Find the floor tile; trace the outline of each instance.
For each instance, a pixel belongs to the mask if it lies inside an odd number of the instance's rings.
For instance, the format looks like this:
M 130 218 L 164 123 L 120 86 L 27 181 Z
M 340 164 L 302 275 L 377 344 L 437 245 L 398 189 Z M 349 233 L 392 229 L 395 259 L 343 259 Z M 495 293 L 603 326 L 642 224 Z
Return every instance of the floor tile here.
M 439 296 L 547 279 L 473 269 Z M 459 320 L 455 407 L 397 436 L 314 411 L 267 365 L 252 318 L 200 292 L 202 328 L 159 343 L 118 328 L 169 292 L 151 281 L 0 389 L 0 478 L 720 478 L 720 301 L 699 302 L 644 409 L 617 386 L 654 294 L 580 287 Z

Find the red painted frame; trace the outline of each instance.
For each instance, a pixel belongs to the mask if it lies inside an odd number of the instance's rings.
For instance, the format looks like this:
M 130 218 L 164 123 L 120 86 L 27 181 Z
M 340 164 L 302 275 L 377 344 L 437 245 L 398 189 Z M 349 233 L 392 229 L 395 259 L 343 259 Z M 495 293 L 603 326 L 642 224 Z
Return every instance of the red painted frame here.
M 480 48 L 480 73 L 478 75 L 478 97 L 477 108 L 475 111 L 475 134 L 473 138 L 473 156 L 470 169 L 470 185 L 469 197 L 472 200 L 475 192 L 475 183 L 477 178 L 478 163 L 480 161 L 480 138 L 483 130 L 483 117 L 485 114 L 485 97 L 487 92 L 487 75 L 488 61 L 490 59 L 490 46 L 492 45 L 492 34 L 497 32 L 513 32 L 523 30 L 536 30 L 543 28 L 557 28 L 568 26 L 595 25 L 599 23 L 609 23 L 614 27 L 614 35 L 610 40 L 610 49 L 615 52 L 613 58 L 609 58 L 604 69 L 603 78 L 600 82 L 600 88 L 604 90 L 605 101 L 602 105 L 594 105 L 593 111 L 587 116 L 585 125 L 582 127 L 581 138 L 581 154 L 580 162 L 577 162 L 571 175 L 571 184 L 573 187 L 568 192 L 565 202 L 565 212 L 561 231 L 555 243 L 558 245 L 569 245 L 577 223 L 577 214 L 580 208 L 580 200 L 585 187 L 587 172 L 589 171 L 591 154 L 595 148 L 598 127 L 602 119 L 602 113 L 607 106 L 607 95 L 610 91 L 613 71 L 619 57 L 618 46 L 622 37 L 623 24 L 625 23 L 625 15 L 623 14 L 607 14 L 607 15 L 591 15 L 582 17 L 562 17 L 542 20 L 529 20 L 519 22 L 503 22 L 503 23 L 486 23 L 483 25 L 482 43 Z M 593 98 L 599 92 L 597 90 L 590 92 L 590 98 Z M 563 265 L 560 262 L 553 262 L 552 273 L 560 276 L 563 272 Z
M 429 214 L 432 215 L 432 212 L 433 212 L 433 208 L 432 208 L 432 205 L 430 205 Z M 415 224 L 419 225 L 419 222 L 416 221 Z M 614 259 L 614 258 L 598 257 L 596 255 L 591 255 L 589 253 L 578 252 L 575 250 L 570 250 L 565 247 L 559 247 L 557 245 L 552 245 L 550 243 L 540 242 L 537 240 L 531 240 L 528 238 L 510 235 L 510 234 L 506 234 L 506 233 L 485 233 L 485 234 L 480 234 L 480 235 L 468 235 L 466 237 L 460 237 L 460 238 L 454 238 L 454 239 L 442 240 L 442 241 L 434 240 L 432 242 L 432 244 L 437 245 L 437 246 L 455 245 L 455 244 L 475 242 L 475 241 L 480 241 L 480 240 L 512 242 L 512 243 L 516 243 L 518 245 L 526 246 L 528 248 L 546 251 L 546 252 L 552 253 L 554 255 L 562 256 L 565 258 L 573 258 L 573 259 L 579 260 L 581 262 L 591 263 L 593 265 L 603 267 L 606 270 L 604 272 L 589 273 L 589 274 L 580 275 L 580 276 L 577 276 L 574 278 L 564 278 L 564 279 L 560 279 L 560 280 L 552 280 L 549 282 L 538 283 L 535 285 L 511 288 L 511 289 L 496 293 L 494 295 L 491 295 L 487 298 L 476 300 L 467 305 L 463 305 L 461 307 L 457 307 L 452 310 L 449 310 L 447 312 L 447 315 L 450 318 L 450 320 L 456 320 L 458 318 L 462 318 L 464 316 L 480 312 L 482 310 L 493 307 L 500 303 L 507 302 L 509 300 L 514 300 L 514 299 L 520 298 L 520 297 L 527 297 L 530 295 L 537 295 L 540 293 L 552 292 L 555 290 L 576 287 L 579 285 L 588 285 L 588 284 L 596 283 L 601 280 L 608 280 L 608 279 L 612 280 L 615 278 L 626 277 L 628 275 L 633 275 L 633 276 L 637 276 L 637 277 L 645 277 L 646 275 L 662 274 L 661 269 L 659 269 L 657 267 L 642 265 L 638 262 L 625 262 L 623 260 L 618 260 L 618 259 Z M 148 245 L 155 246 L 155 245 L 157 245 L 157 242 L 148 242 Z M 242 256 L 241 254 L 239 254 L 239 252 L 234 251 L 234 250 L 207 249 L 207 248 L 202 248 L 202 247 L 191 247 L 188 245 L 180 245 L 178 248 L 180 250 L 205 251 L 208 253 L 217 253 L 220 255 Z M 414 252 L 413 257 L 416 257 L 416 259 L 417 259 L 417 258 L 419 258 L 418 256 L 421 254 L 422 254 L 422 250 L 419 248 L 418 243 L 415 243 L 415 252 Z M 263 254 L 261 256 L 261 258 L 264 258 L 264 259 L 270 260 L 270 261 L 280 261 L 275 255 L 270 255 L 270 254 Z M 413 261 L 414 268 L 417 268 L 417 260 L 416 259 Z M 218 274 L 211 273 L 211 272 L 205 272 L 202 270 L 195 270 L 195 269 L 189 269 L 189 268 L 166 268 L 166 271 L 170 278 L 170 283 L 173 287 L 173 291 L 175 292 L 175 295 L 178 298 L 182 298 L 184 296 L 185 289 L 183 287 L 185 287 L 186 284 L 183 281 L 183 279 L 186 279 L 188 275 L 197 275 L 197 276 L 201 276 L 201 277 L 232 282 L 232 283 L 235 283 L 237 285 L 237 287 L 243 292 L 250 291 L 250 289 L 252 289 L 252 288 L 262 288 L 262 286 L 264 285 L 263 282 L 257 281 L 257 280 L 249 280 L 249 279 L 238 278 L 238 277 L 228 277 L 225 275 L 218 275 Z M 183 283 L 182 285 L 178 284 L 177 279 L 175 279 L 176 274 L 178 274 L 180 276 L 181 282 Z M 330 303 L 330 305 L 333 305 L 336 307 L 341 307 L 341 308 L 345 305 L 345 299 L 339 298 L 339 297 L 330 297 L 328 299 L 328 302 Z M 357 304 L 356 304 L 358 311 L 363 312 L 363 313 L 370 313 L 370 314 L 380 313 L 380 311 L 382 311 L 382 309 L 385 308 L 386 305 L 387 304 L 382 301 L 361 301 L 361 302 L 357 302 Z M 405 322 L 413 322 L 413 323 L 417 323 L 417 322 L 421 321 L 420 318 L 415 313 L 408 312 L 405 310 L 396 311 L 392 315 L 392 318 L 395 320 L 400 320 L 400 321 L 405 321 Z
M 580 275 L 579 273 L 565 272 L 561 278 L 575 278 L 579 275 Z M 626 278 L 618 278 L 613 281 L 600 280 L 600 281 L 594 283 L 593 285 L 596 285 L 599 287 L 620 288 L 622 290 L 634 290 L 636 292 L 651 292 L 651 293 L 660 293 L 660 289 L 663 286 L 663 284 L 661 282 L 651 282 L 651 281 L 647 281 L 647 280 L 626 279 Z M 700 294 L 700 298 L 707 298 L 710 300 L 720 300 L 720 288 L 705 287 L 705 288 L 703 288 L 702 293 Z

▬▬▬▬▬▬

Problem requirements: Retype the material exactly, including every line.

Exercise answer:
Find the floor tile; trace the outline of each instance.
For each instance, a pixel belongs to the mask if it lies inside an odd number of the instance's rings.
For instance, the format looks like this:
M 130 218 L 164 123 L 120 86 L 27 181 Z
M 340 164 L 302 275 L 377 344 L 437 245 L 398 189 Z M 349 233 L 392 229 L 395 259 L 343 259 Z M 495 293 L 603 326 L 642 224 Z
Return every instance of the floor tile here.
M 439 296 L 547 279 L 473 269 Z M 459 320 L 455 407 L 397 436 L 314 411 L 267 365 L 252 318 L 200 292 L 202 328 L 159 343 L 118 328 L 169 292 L 151 281 L 0 389 L 0 478 L 720 478 L 720 301 L 699 302 L 644 409 L 617 386 L 654 294 L 580 287 Z

Find the red painted frame; trace the outline of each instance.
For each instance, a pixel belongs to the mask if it lies inside an odd number of the instance's rings.
For instance, the format looks like this:
M 130 218 L 164 123 L 120 86 L 27 181 Z
M 340 164 L 302 275 L 377 344 L 437 245 L 398 189 Z M 349 233 L 392 229 L 395 259 L 343 259 Z M 495 293 L 603 326 L 642 224 Z
Return every instance of the red painted frame here.
M 480 48 L 480 73 L 478 75 L 478 97 L 477 108 L 475 111 L 475 134 L 473 138 L 473 156 L 470 169 L 470 185 L 469 197 L 472 200 L 475 192 L 475 183 L 477 178 L 478 163 L 480 161 L 480 138 L 483 130 L 483 117 L 485 114 L 485 97 L 487 92 L 487 75 L 488 61 L 490 59 L 490 46 L 492 45 L 492 34 L 497 32 L 513 32 L 523 30 L 536 30 L 543 28 L 557 28 L 568 26 L 595 25 L 599 23 L 609 23 L 614 27 L 614 35 L 610 40 L 610 49 L 615 52 L 613 58 L 609 58 L 604 69 L 603 78 L 600 82 L 600 88 L 604 90 L 605 101 L 602 105 L 594 105 L 593 111 L 587 116 L 585 125 L 582 127 L 581 138 L 581 154 L 580 162 L 577 162 L 571 175 L 571 184 L 573 187 L 568 192 L 565 202 L 565 212 L 561 231 L 555 243 L 558 245 L 569 245 L 577 223 L 577 214 L 580 208 L 580 200 L 585 187 L 587 172 L 589 171 L 591 154 L 595 148 L 598 127 L 602 119 L 602 113 L 607 106 L 607 95 L 610 91 L 613 71 L 619 57 L 618 46 L 622 37 L 623 24 L 625 23 L 625 15 L 623 14 L 607 14 L 607 15 L 591 15 L 582 17 L 562 17 L 542 20 L 529 20 L 519 22 L 503 22 L 503 23 L 486 23 L 483 25 L 482 43 Z M 593 98 L 599 92 L 597 90 L 590 92 L 590 98 Z M 563 265 L 560 262 L 553 262 L 552 273 L 560 276 L 563 272 Z
M 429 214 L 432 215 L 432 212 L 433 212 L 433 208 L 432 208 L 432 205 L 430 205 Z M 415 224 L 419 225 L 419 222 L 416 221 Z M 614 259 L 614 258 L 598 257 L 596 255 L 591 255 L 589 253 L 578 252 L 575 250 L 570 250 L 565 247 L 559 247 L 557 245 L 552 245 L 550 243 L 540 242 L 537 240 L 531 240 L 528 238 L 510 235 L 510 234 L 506 234 L 506 233 L 485 233 L 485 234 L 480 234 L 480 235 L 468 235 L 466 237 L 460 237 L 460 238 L 454 238 L 454 239 L 442 240 L 442 241 L 434 240 L 432 242 L 432 244 L 437 245 L 437 246 L 455 245 L 455 244 L 475 242 L 475 241 L 480 241 L 480 240 L 512 242 L 512 243 L 516 243 L 518 245 L 526 246 L 528 248 L 546 251 L 546 252 L 552 253 L 554 255 L 562 256 L 565 258 L 573 258 L 573 259 L 579 260 L 581 262 L 591 263 L 593 265 L 603 267 L 606 270 L 604 272 L 589 273 L 589 274 L 580 275 L 580 276 L 577 276 L 574 278 L 564 278 L 564 279 L 560 279 L 560 280 L 552 280 L 549 282 L 538 283 L 535 285 L 511 288 L 511 289 L 496 293 L 494 295 L 491 295 L 487 298 L 476 300 L 467 305 L 463 305 L 461 307 L 457 307 L 452 310 L 449 310 L 447 312 L 447 315 L 450 318 L 450 320 L 456 320 L 458 318 L 462 318 L 464 316 L 480 312 L 482 310 L 493 307 L 500 303 L 507 302 L 509 300 L 514 300 L 514 299 L 520 298 L 520 297 L 527 297 L 530 295 L 537 295 L 540 293 L 552 292 L 555 290 L 576 287 L 579 285 L 588 285 L 588 284 L 596 283 L 601 280 L 608 280 L 608 279 L 612 280 L 615 278 L 626 277 L 628 275 L 633 275 L 633 276 L 637 276 L 637 277 L 645 277 L 646 275 L 662 274 L 661 269 L 659 269 L 657 267 L 642 265 L 638 262 L 625 262 L 623 260 L 618 260 L 618 259 Z M 148 245 L 155 246 L 155 245 L 157 245 L 157 242 L 148 242 Z M 242 256 L 241 254 L 239 254 L 239 252 L 234 251 L 234 250 L 207 249 L 207 248 L 202 248 L 202 247 L 191 247 L 188 245 L 180 245 L 178 248 L 180 250 L 205 251 L 208 253 L 217 253 L 220 255 Z M 414 252 L 413 257 L 416 257 L 416 259 L 417 259 L 417 258 L 419 258 L 418 256 L 421 254 L 422 254 L 422 250 L 419 248 L 418 243 L 415 243 L 415 252 Z M 263 254 L 261 256 L 261 258 L 264 258 L 264 259 L 270 260 L 270 261 L 280 261 L 275 255 L 270 255 L 270 254 Z M 413 261 L 414 268 L 417 268 L 417 260 L 416 259 Z M 218 274 L 211 273 L 211 272 L 205 272 L 202 270 L 195 270 L 195 269 L 189 269 L 189 268 L 166 268 L 166 271 L 170 278 L 170 283 L 173 287 L 173 291 L 175 292 L 175 295 L 178 298 L 182 298 L 184 296 L 185 289 L 183 287 L 185 287 L 186 284 L 183 281 L 183 279 L 186 279 L 188 275 L 197 275 L 197 276 L 201 276 L 201 277 L 232 282 L 232 283 L 235 283 L 237 285 L 237 287 L 243 292 L 250 291 L 250 289 L 252 289 L 252 288 L 262 288 L 262 286 L 264 285 L 263 282 L 257 281 L 257 280 L 249 280 L 249 279 L 238 278 L 238 277 L 228 277 L 225 275 L 218 275 Z M 183 283 L 182 285 L 178 284 L 177 279 L 175 279 L 176 274 L 178 274 L 180 276 L 181 282 Z M 330 303 L 330 305 L 333 305 L 336 307 L 341 307 L 341 308 L 345 305 L 345 299 L 339 298 L 339 297 L 330 297 L 328 299 L 328 302 Z M 357 304 L 356 304 L 358 311 L 363 312 L 363 313 L 370 313 L 370 314 L 380 313 L 380 311 L 382 311 L 382 309 L 385 308 L 386 305 L 387 304 L 382 301 L 361 301 L 361 302 L 357 302 Z M 405 322 L 413 322 L 413 323 L 417 323 L 417 322 L 421 321 L 420 318 L 415 313 L 408 312 L 405 310 L 396 311 L 392 315 L 392 318 L 395 320 L 400 320 L 400 321 L 405 321 Z
M 580 275 L 579 273 L 565 272 L 561 278 L 575 278 L 579 275 Z M 626 278 L 618 278 L 613 281 L 600 280 L 600 281 L 594 283 L 593 285 L 596 285 L 599 287 L 620 288 L 622 290 L 634 290 L 636 292 L 651 292 L 651 293 L 660 293 L 660 289 L 663 286 L 663 284 L 661 282 L 651 282 L 651 281 L 647 281 L 647 280 L 626 279 Z M 700 294 L 700 298 L 707 298 L 710 300 L 720 300 L 720 288 L 705 287 L 705 288 L 703 288 L 702 293 Z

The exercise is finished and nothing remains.